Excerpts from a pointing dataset

==*==

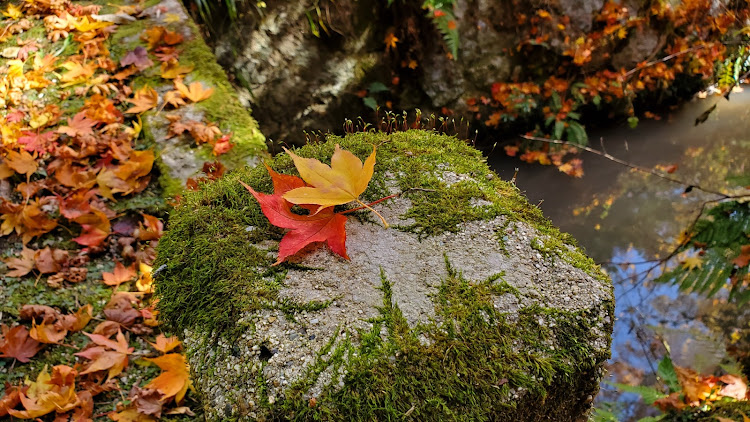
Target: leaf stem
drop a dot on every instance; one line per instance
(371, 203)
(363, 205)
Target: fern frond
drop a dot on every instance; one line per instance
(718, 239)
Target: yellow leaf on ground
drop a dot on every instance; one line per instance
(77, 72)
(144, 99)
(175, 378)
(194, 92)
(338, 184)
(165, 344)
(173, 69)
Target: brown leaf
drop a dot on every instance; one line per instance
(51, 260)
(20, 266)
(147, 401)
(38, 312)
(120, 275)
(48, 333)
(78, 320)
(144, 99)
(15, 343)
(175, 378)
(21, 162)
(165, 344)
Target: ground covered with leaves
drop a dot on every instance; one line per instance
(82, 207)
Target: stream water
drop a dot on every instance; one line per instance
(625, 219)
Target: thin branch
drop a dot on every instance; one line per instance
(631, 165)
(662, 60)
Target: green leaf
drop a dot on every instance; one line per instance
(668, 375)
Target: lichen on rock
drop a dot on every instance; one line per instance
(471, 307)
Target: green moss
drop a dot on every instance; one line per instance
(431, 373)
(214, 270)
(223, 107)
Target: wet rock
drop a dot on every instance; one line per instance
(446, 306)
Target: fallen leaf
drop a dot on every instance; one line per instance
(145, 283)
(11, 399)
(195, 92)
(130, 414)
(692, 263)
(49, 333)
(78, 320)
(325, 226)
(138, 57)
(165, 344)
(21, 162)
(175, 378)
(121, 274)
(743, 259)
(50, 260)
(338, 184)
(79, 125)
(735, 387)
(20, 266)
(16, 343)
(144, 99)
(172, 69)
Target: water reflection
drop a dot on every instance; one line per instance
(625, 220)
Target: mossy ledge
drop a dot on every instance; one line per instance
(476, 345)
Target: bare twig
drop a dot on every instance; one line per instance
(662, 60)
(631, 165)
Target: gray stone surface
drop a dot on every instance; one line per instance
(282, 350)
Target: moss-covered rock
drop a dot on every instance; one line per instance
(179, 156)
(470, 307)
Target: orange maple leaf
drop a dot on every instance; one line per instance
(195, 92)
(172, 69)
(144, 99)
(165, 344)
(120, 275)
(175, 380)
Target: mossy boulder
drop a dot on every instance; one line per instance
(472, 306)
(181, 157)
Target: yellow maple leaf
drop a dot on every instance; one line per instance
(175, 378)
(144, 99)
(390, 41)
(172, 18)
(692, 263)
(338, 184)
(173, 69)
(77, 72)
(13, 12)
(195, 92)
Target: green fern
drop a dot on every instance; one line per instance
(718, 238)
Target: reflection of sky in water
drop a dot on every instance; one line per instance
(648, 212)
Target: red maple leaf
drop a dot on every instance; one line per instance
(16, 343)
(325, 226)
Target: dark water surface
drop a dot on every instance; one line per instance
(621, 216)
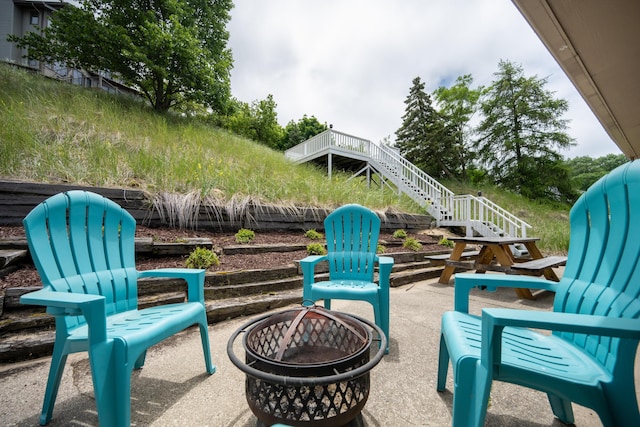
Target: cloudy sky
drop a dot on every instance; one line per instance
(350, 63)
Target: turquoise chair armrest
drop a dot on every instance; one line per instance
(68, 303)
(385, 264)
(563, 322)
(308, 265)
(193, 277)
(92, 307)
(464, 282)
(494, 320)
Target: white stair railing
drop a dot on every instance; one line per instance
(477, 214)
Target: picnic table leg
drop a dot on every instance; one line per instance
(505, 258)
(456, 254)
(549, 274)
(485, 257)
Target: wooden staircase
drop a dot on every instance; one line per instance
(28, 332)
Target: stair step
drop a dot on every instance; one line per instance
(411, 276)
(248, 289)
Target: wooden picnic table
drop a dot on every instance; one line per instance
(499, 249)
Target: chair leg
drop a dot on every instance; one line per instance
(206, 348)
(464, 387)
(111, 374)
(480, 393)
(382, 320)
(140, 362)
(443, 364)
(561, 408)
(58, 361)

==*==

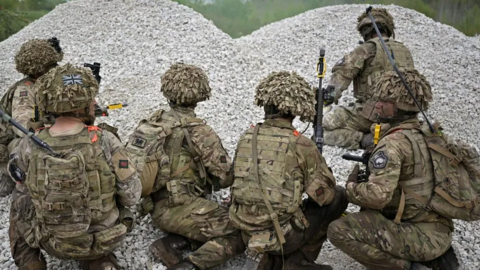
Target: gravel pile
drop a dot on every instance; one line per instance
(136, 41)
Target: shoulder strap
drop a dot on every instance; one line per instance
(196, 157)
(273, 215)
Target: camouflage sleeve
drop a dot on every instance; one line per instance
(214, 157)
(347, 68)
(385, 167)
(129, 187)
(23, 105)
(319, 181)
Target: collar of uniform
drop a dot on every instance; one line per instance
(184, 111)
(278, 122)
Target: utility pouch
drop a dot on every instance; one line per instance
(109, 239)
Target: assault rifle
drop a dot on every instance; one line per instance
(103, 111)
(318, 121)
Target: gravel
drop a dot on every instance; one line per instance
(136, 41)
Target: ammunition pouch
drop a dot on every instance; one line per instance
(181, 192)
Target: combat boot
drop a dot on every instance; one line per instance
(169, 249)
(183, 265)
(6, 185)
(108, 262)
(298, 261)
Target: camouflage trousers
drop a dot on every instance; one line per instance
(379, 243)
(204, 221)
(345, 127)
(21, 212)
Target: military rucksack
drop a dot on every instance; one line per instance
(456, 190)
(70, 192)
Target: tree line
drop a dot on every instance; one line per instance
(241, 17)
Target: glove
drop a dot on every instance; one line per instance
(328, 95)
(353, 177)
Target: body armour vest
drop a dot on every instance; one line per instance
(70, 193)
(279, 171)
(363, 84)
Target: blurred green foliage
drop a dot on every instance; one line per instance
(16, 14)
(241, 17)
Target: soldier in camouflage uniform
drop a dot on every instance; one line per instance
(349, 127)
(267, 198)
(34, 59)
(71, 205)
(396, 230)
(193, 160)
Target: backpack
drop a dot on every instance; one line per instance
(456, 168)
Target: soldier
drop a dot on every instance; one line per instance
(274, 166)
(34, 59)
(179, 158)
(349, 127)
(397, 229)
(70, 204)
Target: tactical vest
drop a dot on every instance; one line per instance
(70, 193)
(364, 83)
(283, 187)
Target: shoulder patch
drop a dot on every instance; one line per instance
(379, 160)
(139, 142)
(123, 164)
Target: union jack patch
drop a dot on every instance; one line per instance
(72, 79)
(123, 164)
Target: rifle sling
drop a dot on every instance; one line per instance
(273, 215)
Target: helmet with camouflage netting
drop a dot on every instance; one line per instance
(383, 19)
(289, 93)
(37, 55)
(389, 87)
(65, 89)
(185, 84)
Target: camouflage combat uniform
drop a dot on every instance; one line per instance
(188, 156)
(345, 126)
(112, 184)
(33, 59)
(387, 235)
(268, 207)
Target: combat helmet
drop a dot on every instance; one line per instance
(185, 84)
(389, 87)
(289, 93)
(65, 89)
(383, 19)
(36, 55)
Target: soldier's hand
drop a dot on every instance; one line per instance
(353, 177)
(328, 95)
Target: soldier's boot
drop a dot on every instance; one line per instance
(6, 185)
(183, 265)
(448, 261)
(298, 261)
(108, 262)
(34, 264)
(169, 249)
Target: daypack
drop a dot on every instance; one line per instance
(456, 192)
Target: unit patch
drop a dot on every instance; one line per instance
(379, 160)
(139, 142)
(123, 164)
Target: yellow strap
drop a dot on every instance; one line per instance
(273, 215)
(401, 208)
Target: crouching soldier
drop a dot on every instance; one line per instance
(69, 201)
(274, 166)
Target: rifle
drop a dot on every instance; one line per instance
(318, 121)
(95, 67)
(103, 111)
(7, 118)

==*==

Exercise directions -
Pick out every line of the items above that contains the word "boot", treating uppercase and lowercase letters as different.

Exercise response -
Target: combat boot
Target: soldier's boot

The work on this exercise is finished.